▶ Source extract:
Thread

  1. Sampling-based timing for EXPLAIN ANALYZE

    Lukas Fittl <lukas@fittl.com> — 2023-01-02T11:36:04Z

    Hi,
    
    Since EXPLAIN ANALYZE with TIMING ON still carries noticeable overhead on
    modern hardware (despite time sources being faster), I'd like to propose a
    new setting EXPLAIN ANALYZE, called "TIMING SAMPLING", as compared to
    TIMING ON.
    
    This new timing mode uses a timer on a fixed recurring frequency (e.g. 100
    or 1000 Hz) to gather a sampled timestamp on a predefined schedule, instead
    of getting the time on-demand when InstrStartNode/InstrStopNode is called.
    To implement the timer, we can use the existing timeout infrastructure,
    which is backed by a wall clock timer (ITIMER_REAL).
    
    Conceptually this is inspired by how sampling profilers work (e.g. "perf"),
    but it ties into the existing per-plan node instrumentation done by EXPLAIN
    ANALYZE, and simply provides a lower accuracy version of the total time for
    each plan node.
    
    In EXPLAIN output this is marked as "sampled time", and scaled to the total
    wall clock time (to adjust for the sampling undercounting):
    
    =# EXPLAIN (ANALYZE, BUFFERS, TIMING SAMPLING, SAMPLEFREQ 100) SELECT ...;
                                                                 QUERY PLAN
    
    -------------------------------------------------------------------------------------------------------------------------------------
     HashAggregate  (cost=201747.90..201748.00 rows=10 width=12) (actual
    sampled time=5490.974 rows=9 loops=1)
       ...
       ->  Hash Join  (cost=0.23..199247.90 rows=499999 width=4) (actual
    sampled time=3738.619 rows=9000000 loops=1)
             ...
             ->  Seq Scan on large  (cost=0.00..144247.79 rows=9999979 width=4)
    (actual sampled time=1004.671 rows=10000001 loops=1)
                   ...
             ->  Hash  (cost=0.10..0.10 rows=10 width=4) (actual sampled
    time=0.000 rows=10 loops=1)
                   ...
     Execution Time: 5491.475 ms
    ---
    
    In simple query tests like this on my local machine, this shows a
    consistent benefit over TIMING ON (and behaves close to ANALYZE with TIMING
    OFF), whilst providing a "good enough" accuracy to identify which part of
    the query was problematic.

▶ Supplied entries:
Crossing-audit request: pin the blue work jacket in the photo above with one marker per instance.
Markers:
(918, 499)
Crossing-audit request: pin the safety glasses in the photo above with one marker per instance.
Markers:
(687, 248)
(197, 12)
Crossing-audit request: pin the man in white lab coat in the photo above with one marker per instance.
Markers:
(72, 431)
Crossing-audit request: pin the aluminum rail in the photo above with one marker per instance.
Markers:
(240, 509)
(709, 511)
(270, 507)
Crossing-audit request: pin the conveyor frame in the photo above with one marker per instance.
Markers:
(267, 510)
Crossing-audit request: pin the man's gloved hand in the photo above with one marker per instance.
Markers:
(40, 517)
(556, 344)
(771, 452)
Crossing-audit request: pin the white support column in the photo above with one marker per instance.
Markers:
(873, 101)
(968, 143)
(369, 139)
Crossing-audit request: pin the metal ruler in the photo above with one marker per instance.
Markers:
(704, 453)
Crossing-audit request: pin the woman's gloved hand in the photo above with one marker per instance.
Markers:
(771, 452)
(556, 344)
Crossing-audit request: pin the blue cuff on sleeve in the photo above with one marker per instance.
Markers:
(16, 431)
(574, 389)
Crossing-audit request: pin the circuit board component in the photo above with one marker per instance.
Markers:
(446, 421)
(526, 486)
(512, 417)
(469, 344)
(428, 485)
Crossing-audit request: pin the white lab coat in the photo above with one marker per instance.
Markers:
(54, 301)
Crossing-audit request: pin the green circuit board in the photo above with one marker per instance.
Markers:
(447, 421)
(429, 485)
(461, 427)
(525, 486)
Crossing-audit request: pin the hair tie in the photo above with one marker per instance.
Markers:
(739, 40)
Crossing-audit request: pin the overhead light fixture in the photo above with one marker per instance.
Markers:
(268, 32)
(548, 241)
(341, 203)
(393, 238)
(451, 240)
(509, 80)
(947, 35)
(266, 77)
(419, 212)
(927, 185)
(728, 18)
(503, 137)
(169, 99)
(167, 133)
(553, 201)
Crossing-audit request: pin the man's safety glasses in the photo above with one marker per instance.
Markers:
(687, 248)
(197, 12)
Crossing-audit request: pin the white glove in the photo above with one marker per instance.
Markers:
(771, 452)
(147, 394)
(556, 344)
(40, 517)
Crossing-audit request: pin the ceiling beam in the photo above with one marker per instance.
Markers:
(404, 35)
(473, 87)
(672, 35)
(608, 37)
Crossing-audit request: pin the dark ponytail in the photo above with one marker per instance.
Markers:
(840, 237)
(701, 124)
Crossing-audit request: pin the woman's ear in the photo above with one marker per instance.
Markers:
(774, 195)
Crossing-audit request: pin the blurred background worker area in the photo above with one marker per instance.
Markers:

▶ To be done:
A - Answer these questions about the thread on sampling-based timing for EXPLAIN ANALYZE.
(i) What kind of timer backs the existing timeout infrastructure?
(ii) How is the timing marked in the EXPLAIN output?
(iii) What Execution Time appears in the sample output?
B - Rewrite the entries from the line containing "Crossing-audit request: pin the woman's ear" through the end of the entries. Replace "Crossing-audit request" with "Crossing-audit task" and leave everything else unchanged.
The thread and the entries are unrelated material.

▶ Answers for the exercise:
A -
(i) A wall clock timer (ITIMER_REAL).
(ii) As "sampled time."
(iii) 5491.475 ms.

B -
Crossing-audit task: pin the woman's ear in the photo above with one marker per instance.
Markers:
(774, 195)
Crossing-audit task: pin the blurred background worker area in the photo above with one marker per instance.
Markers:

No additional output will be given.